OBJECTIVES:
1. Based on the breakout port text, state whether each statement agrees with it, answering yes or no and quoting the deciding words: (a) The default port setting splits the port into two interfaces. (b) Cumulus Linux supports port ganging. (c) The maximum number of 800G ports is 64.
2. Reproduce the breakout port text from "Maximum 800G ports: 64" up to and including "support port ganging.", swapping in "networking" wherever "switchd" appears.
3. According to the breakout port text, what does Cumulus Linux 5.4 and later have you specify for port splitting instead of 1=100G or 1=4x10G?

PAGE EXTRACT:
------------------------------------------------------------------------

Maximum 50G ports: 256

256x 100G - 32x OSFP break out into 8x - You must disable the adjacent OSFP port.

Maximum 100G ports: 256

256x 200G - 64x OSFP break out into 4x

Maximum 200G ports: 256

128x 400G - 64x OSFP break out into 2x

Maximum 400G ports: 128

64x 800G

Maximum 800G ports: 64

  • You can use a single SFP (10/25/50G) transceiver in a QSFP (100/200/400G) port with QSFP-to-SFP Adapter (QSA). Set the port speed to the SFP speed with the nv set interface <interface> link speed <speed> command. Do not configure this port as a breakout port.
  • If you break out a port, then reload the switchd service on a switch running in nonatomic ACL mode, temporary disruption to traffic occurs while the ACLs reinstall.
  • Cumulus Linux does not support port ganging.

Configure a Breakout Port

You can break out (split) a port using the following options:

  • 1x does not split the port. This is the default port setting.
  • 2x splits the port into two interfaces.
  • 4x splits the port into four interfaces.
  • 8x splits the port into eight interfaces.

If you split a 100G port into four interfaces and auto-negotiation is on (the default setting), Cumulus Linux advertises the speed for each interface up to the maximum speed possible for a 100G port (100/4=25G). You can overide this configuration and set specific speeds for the split ports if necessary.

  • Cumulus Linux 5.4 and later uses a new format for port splitting; instead of 1=100G or 1=4x10G, you specify 1=1x or 1=4x. The new format does not support specifying a speed for breakout ports in the /etc/cumulus/ports.conf file. To set a speed, either set the link-speed parameter for each split port in the /etc/network/interfaces file or run the NVUE nv set interface <interface> link speed <speed> command.

------------------------------------------------------------------------

PROVIDED DATA:
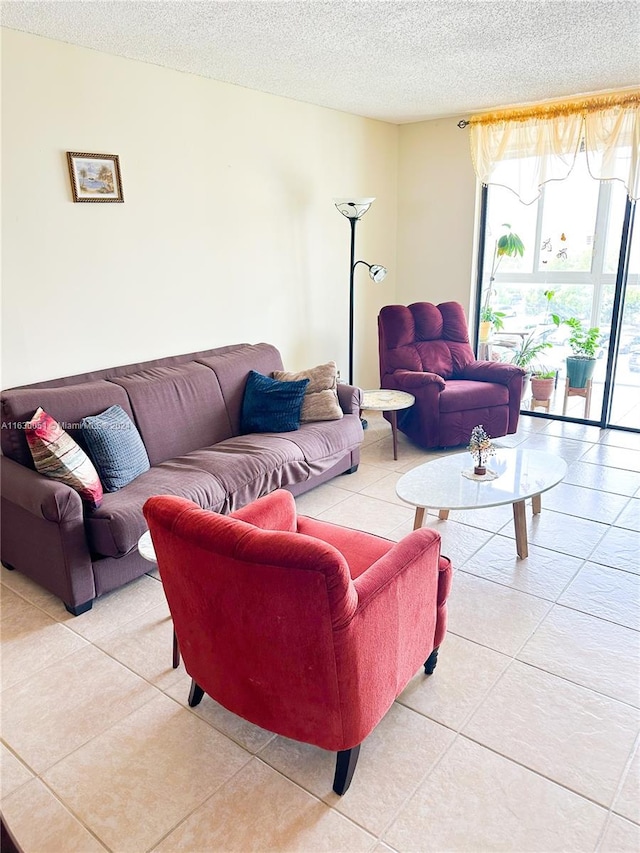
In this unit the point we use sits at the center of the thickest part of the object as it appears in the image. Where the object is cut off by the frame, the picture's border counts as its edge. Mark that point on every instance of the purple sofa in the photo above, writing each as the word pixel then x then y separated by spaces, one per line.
pixel 424 349
pixel 187 410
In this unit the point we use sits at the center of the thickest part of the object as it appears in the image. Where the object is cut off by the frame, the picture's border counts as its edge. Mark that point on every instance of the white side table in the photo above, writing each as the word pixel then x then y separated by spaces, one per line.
pixel 148 552
pixel 385 400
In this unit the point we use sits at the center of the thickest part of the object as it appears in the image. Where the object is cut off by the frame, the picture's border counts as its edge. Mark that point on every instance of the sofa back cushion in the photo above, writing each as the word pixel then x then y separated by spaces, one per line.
pixel 232 369
pixel 178 409
pixel 68 405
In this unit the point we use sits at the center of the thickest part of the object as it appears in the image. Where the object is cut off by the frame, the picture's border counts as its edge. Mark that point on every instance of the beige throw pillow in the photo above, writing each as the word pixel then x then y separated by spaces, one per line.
pixel 321 397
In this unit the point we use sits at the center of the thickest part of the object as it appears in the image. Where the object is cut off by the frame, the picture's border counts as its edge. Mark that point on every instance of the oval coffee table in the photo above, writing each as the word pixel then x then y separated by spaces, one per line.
pixel 521 474
pixel 388 400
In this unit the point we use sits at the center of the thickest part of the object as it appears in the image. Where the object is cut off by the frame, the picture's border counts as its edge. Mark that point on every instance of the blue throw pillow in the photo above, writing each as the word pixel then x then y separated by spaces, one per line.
pixel 115 447
pixel 270 405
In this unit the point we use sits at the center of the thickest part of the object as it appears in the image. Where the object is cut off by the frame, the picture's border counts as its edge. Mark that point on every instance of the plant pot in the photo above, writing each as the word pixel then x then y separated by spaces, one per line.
pixel 485 332
pixel 541 389
pixel 580 370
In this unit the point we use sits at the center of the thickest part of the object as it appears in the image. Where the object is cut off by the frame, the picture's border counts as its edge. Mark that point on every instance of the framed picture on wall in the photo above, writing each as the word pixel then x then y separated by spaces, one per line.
pixel 95 177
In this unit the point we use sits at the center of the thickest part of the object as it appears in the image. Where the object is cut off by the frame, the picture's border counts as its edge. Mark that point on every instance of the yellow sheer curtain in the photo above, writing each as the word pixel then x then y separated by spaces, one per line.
pixel 523 149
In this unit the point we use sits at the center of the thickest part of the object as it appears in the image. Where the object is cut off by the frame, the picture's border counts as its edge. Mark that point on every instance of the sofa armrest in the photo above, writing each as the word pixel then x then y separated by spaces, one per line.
pixel 39 495
pixel 350 399
pixel 492 371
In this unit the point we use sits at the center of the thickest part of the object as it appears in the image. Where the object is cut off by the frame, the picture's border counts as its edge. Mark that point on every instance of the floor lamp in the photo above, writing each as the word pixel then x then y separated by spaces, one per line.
pixel 354 209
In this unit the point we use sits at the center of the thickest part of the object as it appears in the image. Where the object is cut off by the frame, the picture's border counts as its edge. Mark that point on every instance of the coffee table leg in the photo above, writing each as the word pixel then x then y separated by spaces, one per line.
pixel 394 432
pixel 176 651
pixel 520 524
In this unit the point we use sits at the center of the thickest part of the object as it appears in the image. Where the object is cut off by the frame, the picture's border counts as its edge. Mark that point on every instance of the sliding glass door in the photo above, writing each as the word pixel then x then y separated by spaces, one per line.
pixel 580 261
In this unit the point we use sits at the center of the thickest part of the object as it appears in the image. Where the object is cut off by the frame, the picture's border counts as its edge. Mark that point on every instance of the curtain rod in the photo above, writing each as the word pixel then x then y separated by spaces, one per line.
pixel 551 109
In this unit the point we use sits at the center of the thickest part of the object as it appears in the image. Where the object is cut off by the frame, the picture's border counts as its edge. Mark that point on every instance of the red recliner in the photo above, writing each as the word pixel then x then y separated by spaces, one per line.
pixel 425 350
pixel 304 628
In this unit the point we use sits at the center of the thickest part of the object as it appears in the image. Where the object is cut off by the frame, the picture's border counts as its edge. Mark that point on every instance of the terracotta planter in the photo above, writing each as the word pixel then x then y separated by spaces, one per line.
pixel 541 389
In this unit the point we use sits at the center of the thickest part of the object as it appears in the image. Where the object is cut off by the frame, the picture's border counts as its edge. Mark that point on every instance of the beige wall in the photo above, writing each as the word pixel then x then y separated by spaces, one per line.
pixel 436 214
pixel 228 232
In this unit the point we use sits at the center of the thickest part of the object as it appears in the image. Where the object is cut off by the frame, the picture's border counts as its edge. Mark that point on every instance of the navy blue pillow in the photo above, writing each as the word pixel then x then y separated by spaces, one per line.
pixel 115 448
pixel 270 405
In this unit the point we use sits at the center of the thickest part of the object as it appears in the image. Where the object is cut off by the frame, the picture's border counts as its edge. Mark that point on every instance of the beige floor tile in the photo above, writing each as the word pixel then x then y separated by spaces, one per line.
pixel 459 542
pixel 464 674
pixel 605 479
pixel 251 737
pixel 145 646
pixel 58 709
pixel 134 782
pixel 319 499
pixel 619 549
pixel 606 593
pixel 13 773
pixel 261 811
pixel 42 824
pixel 364 476
pixel 626 458
pixel 558 531
pixel 585 503
pixel 568 733
pixel 116 608
pixel 393 759
pixel 629 518
pixel 368 514
pixel 491 614
pixel 31 639
pixel 621 836
pixel 476 801
pixel 627 802
pixel 589 651
pixel 543 573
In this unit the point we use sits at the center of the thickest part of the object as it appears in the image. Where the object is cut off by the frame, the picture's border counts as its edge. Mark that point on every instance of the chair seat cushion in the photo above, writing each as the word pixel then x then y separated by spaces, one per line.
pixel 463 394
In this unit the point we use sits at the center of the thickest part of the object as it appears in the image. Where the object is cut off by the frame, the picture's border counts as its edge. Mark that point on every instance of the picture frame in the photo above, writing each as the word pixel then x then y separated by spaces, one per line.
pixel 95 177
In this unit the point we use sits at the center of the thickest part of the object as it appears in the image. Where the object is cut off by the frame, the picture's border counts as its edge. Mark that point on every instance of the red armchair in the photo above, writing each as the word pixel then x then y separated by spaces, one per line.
pixel 424 349
pixel 305 628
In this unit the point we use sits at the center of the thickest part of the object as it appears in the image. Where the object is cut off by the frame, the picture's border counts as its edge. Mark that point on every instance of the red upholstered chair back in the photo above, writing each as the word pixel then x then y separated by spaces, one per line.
pixel 424 337
pixel 255 612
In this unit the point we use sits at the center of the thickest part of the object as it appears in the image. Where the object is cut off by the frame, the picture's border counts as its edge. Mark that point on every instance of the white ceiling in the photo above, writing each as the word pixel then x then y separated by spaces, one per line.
pixel 395 60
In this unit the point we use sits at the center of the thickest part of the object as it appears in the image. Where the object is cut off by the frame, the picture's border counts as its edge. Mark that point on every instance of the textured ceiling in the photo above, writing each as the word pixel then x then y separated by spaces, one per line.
pixel 387 59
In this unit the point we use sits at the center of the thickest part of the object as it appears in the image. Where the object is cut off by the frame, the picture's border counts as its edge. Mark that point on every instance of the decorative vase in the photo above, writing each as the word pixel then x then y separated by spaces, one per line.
pixel 579 370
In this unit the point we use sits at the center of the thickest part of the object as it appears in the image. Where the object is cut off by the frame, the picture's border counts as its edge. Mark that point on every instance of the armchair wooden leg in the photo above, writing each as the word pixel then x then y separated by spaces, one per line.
pixel 195 694
pixel 345 766
pixel 431 661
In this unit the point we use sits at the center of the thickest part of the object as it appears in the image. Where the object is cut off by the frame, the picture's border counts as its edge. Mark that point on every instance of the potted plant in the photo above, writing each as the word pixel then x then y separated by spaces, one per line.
pixel 508 245
pixel 542 384
pixel 584 344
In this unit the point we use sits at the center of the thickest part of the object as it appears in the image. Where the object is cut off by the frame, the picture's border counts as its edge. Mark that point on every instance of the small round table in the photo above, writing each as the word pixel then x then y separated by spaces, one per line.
pixel 385 400
pixel 517 475
pixel 148 552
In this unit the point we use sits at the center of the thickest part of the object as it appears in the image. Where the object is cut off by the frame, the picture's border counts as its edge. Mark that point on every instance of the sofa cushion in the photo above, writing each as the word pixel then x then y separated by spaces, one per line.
pixel 177 408
pixel 232 369
pixel 271 406
pixel 115 447
pixel 114 529
pixel 321 397
pixel 56 455
pixel 250 466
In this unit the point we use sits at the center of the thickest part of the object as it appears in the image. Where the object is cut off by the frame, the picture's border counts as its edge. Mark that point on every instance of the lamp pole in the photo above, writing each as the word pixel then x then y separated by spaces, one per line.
pixel 354 209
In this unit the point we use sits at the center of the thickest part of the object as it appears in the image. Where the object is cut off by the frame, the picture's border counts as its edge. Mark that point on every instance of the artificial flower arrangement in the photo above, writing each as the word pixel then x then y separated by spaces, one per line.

------------------------------------------------------------------------

ANSWERS GIVEN:
1.
(a) No: "1x does not split the port. This is the default port setting."
(b) No: "Cumulus Linux does not support port ganging."
(c) Yes: "Maximum 800G ports: 64"

2.
Maximum 800G ports: 64

  • You can use a single SFP (10/25/50G) transceiver in a QSFP (100/200/400G) port with QSFP-to-SFP Adapter (QSA). Set the port speed to the SFP speed with the nv set interface <interface> link speed <speed> command. Do not configure this port as a breakout port.
  • If you break out a port, then reload the networking service on a switch running in nonatomic ACL mode, temporary disruption to traffic occurs while the ACLs reinstall.
  • Cumulus Linux does not support port ganging.

3. You specify 1=1x or 1=4x.